**AUFGABEN:**
• 1. Stimmen die folgenden Aussagen mit dem Text zu Beschlussmängeln überein? Antworte jeweils mit Ja oder Nein und führe die entscheidenden Worte des Textes wörtlich an. (a) Das GmbHG enthält eigene Regeln zu Beschlussmängeln. (b) Ohne Satzungsregelungen ist die Gesellschafterversammlung unabhängig von der Zahl der teilnehmenden Gesellschafter beschlussfähig. (c) Anfechtungs- und Nichtigkeitsklagen sind in der Regel an keine Frist gebunden.
• 2. Schreibe den Text zu Beschlussmängeln im Anschluss an seinen letzten Satz weiter.

**LESETEXT:**
Rz. 151
Gesellschafterbeschlüsse können mangelhaft (nichtig oder anfechtbar) sein. Gesellschafter können die Mangelhaftigkeit mit Klagen geltend machen, bei formal (zumal von einem Versammlungsleiter) festgestellten Beschlüssen mit Anfechtungs- und Nichtigkeitsklagen. Diese sind regelmäßig fristgebunden. Das GmbHG enthält keine Regeln zu Beschlussmängeln; die ganz h.M. schließt die Lücke grundsätzlich durch Analogie zu §§ 241–257 AktG (meist beschränkt bis zur Novelle durch UMAG und ARUG) mit Besonderheiten, wenn diese die spezifischen Unterschiede zwischen den Gesellschaftsformen fordern. Im GmbH-Recht gilt auch die Unterscheidung zwischen nichtigen und "nur" anfechtbaren (d.h. nur aufgrund Anfechtungsklage für nichtig erklärbaren) Beschlüssen. Andere Möglichkeiten der Überprüfung von festgestellten Beschlüssen als durch Klagen analog §§ 246, 249 AktG bestehen nach der Rspr. grundsätzlich nicht. Anderes gilt hinsichtlich der Feststellung der Unwirksamkeit von Gesellschafterbeschlüssen (z.B. mangels Zustimmung von Gesellschaftern, die ein individuelles Sonderrecht auf Zustimmung haben, vgl. Rdn 160); die Gesellschafter sollen diese grundsätzlich nur im Wege der allgemeinen (nicht fristgebundenen) Feststellungsklage nach § 256 ZPO geltend machen können. Sind Beschlüsse nicht vom Versammlungsleiter festgestellt (bzw. besteht Dissens, ob ein Beschluss gefasst wurde), kommt nach h.M. nur eine (grundsätzlich nicht fristgebundene) Klage nach § 256 ZPO zur Feststellung des eventuellen Beschlussinhalts bzw. der Mangelhaftigkeit in Betracht.
Ein häufiger Grund für die Rechtswidrigkeit von Beschlüssen sind Ladungsmängel. Mangels Satzungsregelungen ist die Gesellschafterversammlung unabhängig von der Zahl der teilnehmenden oder mitstimmenden Gesellschafter beschlussfähig (vgl. Rdn 160). Beschlüsse können bei Ladungsmängeln ausnahmsweise nicht nur anfechtbar, sondern nichtig sein, wenn einem Gesellschafter die Teilnahme an einer (z.B. in der allgemeinen Urlaubszeit oder während seiner Krankheit anberaumten) Versammlung, in der ihn persönlich betreffende Beschlüsse gefasst werden sollen, unmöglich gemacht oder erschwert und sein Wunsch nach Terminverlegung ohne anerkennenswerten Grund ignoriert wird. Das liegt auf der Linie des BGH, wonach es einer zur Nichtigkeit führenden Nichtladung gleichsteht, wenn ein Ladungsmangel die Teilnahme eines Gesellschafters faktisch unmöglich macht und ihm dadurch die Ausübung seines unverzichtbaren Gesellschafterrechts entzieht. Bei Beschlussfassung durch sämtliche Gesellschafter können z.B. Ladungs- oder Ankündigungsmängel gem. § 51 Abs. 2 und 4 GmbHG geheilt werden (vgl. Rdn 217).

**BEREITGESTELLTE DATEN:**
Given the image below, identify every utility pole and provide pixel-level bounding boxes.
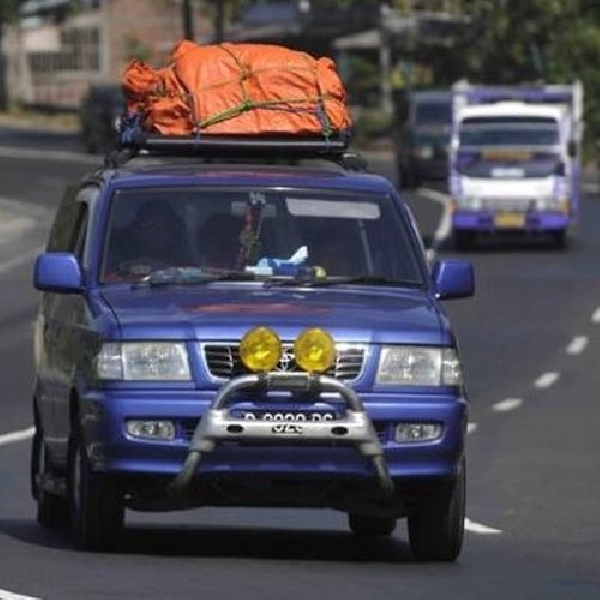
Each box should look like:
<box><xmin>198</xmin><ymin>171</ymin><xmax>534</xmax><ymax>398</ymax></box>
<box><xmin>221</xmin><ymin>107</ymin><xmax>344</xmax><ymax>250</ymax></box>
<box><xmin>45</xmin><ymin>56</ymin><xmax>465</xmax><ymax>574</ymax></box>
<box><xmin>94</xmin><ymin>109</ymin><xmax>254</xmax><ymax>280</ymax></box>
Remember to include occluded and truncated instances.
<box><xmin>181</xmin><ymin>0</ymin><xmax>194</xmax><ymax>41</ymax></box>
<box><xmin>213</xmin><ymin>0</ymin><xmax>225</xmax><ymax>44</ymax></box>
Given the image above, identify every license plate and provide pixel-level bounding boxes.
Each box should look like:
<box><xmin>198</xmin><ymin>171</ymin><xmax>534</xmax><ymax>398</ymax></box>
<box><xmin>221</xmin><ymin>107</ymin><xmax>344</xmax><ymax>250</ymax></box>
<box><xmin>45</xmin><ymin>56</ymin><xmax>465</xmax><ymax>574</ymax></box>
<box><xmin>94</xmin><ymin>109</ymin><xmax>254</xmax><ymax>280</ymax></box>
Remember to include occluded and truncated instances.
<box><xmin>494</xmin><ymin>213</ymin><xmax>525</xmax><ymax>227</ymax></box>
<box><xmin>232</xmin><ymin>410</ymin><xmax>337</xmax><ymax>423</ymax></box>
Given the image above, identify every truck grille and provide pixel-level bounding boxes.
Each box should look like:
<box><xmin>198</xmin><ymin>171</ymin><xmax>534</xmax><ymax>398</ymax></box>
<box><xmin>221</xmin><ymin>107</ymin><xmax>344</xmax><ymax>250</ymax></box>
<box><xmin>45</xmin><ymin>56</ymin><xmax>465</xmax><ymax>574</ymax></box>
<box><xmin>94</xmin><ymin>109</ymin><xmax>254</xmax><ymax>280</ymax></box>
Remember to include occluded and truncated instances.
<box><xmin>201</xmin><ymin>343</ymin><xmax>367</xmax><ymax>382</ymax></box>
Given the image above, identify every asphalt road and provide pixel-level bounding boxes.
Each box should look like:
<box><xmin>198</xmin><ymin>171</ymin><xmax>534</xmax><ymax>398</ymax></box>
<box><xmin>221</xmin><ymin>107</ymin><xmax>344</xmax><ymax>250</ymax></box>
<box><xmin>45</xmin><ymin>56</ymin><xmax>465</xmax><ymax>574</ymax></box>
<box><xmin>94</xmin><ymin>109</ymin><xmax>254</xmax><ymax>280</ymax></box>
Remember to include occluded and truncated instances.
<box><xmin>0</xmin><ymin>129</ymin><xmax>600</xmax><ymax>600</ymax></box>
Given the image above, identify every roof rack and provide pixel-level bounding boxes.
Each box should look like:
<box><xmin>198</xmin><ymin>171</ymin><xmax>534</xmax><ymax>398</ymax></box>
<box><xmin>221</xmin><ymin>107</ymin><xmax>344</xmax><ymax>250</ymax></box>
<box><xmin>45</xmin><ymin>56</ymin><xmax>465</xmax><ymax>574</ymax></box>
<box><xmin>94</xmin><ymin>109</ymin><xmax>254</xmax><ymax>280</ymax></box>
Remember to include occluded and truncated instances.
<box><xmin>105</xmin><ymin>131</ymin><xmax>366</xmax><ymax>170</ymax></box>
==
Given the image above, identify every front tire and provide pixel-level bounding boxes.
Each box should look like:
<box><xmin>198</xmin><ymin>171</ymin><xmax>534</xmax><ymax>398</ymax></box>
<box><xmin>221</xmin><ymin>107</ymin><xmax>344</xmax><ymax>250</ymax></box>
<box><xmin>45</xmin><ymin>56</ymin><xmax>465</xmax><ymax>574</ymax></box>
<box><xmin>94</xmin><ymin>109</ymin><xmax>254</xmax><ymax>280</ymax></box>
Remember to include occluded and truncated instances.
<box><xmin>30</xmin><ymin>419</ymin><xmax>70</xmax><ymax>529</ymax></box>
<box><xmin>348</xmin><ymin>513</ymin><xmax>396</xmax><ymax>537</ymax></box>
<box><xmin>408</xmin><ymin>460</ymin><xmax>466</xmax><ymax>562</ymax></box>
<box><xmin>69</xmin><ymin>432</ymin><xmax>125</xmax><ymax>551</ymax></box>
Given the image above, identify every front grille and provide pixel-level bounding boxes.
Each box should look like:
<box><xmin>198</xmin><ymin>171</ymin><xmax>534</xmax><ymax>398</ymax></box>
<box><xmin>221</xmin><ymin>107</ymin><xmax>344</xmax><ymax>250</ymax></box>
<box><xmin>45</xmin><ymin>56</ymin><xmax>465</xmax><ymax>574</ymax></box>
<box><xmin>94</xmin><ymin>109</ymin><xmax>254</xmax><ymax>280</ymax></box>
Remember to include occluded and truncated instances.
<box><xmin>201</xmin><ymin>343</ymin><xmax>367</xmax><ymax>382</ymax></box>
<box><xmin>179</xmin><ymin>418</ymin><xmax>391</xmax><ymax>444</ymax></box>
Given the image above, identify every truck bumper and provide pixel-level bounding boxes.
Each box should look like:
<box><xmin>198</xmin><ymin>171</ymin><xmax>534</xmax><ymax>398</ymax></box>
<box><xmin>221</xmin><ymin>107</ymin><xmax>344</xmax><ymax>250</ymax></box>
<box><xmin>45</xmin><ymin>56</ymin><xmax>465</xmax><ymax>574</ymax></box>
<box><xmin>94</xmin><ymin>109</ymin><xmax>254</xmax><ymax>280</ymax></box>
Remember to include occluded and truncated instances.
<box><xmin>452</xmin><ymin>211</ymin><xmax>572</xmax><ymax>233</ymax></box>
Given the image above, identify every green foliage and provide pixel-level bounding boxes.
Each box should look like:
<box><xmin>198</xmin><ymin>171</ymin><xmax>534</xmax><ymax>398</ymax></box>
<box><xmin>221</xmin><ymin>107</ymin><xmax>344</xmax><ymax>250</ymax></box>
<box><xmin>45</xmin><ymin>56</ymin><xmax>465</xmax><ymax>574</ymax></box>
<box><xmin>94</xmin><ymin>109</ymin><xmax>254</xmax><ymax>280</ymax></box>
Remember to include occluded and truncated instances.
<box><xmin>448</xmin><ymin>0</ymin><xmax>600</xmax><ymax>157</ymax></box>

**LÖSUNGEN:**
• 1.
(a) Nein: „Das GmbHG enthält keine Regeln zu Beschlussmängeln“
(b) Ja: „Mangels Satzungsregelungen ist die Gesellschafterversammlung unabhängig von der Zahl der teilnehmenden oder mitstimmenden Gesellschafter beschlussfähig“
(c) Nein: „Diese sind regelmäßig fristgebunden.“

• 2.
Nach dem BGH sind Beschlussmängelstreitigkeiten einschl. der Wirkungen der §§ 248 Abs. 1 S. 1, 249 Abs. 1 S. 1 AktG schiedsfähig, wenn (1) die aktienrechtlichen Regelungen in oder außerhalb des Gesellschaftsvertrags unter Mitwirkung aller Gesellschafter und der GmbH in einer Schiedsvereinbarung festgelegt sind und (2) sofern und soweit das schiedsgerichtliche Verfahren in einem dem Rechtsschutz durch staatliche Gerichte gleichwertigen Weise (Mindeststandard an Mitwirkungsrechten und Rechtsschutzgewährung für alle Gesellschafter) ausgestattet ist.
Mangelhaftigkeit von eintragungspflichtigen Beschlüssen kann dazu führen, dass das Handelsregister Beschlüsse nicht einträgt. Angeblich sollen einstimmig getroffene, aber formunwirksame oder sonst anfechtbare Gesellschafterbeschlüsse in schuldrechtliche Nebenabreden (vgl. Rdn 35) umgedeutet werden können, auf die sich die GmbH nach § 328 BGB berufen könne; solche Beschlüsse sollen trotz Satzungsverstoßes nicht anfechtbar sein, wenn sie im Einklang mit der Nebenabrede stehen.